ESTRATTO DELLA FONTE —
+++++

Germania, sentenza storica: la difesa del clima è un diritto fondamentale dei cittadini

Il 29 aprile, con una storica sentenza, la Corte costituzionale federale della Germania ha giudicato parzialmente incostituzionale e insufficiente la legge tedesca sul cambiamento climatico, approvata nel 2019, per l’assenza di indicazioni dettagliate sulla riduzione delle emissioni climalteranti dopo il 2030. La Corte ricorda che l’Accordo di Parigi stabilisce l’obiettivo di limitare l’aumento della temperatura globale a 1,5° rispetto all’era preindustriale (oggi siamo a poco più di 1°). (Foto di Tumisu da Pixabay)

«Affinché questo obiettivo venga centrato le riduzioni ancora necessarie dopo il 2030 dovranno essere raggiunte con sempre maggiore rapidità e urgenza». Un’affermazione che rispecchia la migliore scienza disponibile e il consenso della comunità scientifica internazionale.

+++++

DATI REGISTRATI —
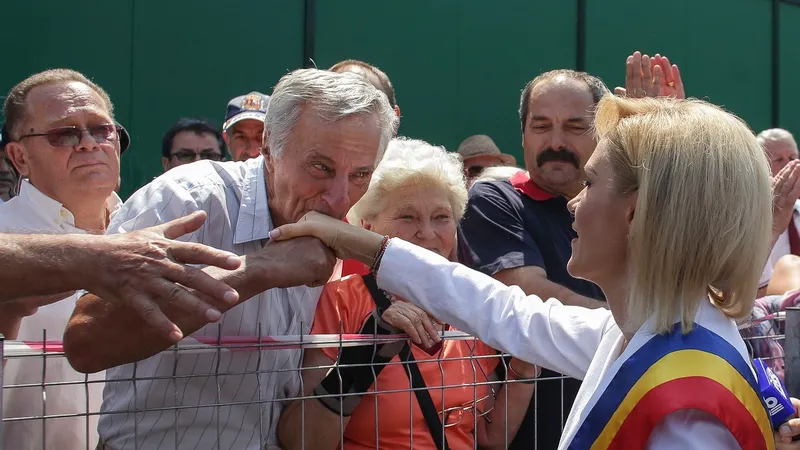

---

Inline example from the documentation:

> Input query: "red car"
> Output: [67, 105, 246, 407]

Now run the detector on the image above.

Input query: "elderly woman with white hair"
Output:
[278, 138, 538, 450]
[271, 96, 788, 450]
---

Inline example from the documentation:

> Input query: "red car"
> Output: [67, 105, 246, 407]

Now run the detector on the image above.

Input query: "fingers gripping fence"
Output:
[0, 331, 580, 450]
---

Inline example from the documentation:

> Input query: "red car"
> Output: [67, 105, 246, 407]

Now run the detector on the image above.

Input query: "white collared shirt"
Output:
[0, 180, 122, 450]
[377, 239, 749, 450]
[99, 157, 322, 450]
[759, 200, 800, 287]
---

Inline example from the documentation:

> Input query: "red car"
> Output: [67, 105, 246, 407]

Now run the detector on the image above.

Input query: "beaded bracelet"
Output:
[369, 235, 389, 276]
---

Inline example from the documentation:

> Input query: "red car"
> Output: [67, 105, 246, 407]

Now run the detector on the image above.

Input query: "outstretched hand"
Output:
[89, 211, 241, 342]
[614, 51, 686, 99]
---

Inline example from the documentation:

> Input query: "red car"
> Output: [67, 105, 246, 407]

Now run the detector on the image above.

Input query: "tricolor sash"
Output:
[568, 324, 775, 450]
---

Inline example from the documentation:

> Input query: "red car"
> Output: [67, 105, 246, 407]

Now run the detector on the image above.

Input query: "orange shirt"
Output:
[312, 275, 498, 450]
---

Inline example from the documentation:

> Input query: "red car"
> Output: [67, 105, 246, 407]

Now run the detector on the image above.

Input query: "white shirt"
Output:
[0, 180, 122, 450]
[99, 157, 322, 450]
[377, 239, 749, 450]
[759, 200, 800, 287]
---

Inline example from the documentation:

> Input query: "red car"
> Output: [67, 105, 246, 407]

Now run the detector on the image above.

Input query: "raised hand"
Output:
[614, 51, 686, 99]
[772, 160, 800, 245]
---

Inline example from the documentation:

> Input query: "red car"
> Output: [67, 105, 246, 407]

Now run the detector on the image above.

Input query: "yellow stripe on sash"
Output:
[592, 350, 775, 450]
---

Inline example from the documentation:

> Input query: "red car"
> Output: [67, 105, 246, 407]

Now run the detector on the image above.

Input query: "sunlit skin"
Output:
[161, 130, 223, 172]
[0, 151, 17, 201]
[264, 112, 381, 226]
[6, 81, 119, 230]
[223, 119, 264, 161]
[764, 139, 797, 177]
[362, 183, 456, 258]
[567, 141, 637, 330]
[522, 76, 596, 198]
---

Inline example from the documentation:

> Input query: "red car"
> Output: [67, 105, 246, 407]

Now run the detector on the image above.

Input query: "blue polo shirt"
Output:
[459, 172, 604, 450]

+++++

ELENCO DEI COMPITI —
• a. Trascrivi dall'estratto sulla sentenza tedesca il passo che inizia con "Il 29 aprile, con" e prosegue fino a "comunità scientifica internazionale.".
• b. In base all'estratto sulla sentenza tedesca, perché la Corte costituzionale federale ha giudicato la legge sul cambiamento climatico parzialmente incostituzionale e insufficiente? Rispondi in una o due frasi.

RISPOSTE AI COMPITI —
• a.
Il 29 aprile, con una storica sentenza, la Corte costituzionale federale della Germania ha giudicato parzialmente incostituzionale e insufficiente la legge tedesca sul cambiamento climatico, approvata nel 2019, per l’assenza di indicazioni dettagliate sulla riduzione delle emissioni climalteranti dopo il 2030. La Corte ricorda che l’Accordo di Parigi stabilisce l’obiettivo di limitare l’aumento della temperatura globale a 1,5° rispetto all’era preindustriale (oggi siamo a poco più di 1°). (Foto di Tumisu da Pixabay)

«Affinché questo obiettivo venga centrato le riduzioni ancora necessarie dopo il 2030 dovranno essere raggiunte con sempre maggiore rapidità e urgenza». Un’affermazione che rispecchia la migliore scienza disponibile e il consenso della comunità scientifica internazionale.

• b. Perché la legge, approvata nel 2019, non conteneva indicazioni dettagliate sulla riduzione delle emissioni climalteranti dopo il 2030.